MATERIAL FOR THIS EXERCISE:
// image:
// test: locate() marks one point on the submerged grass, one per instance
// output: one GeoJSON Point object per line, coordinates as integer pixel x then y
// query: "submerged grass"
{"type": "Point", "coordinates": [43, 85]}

SHORT EXERCISE: Would you write down every record again, exactly?

SOLUTION TO THIS TASK:
// image:
// test: locate() marks one point on the submerged grass, one per instance
// output: one GeoJSON Point object per line, coordinates as integer pixel x then y
// query: "submerged grass"
{"type": "Point", "coordinates": [43, 85]}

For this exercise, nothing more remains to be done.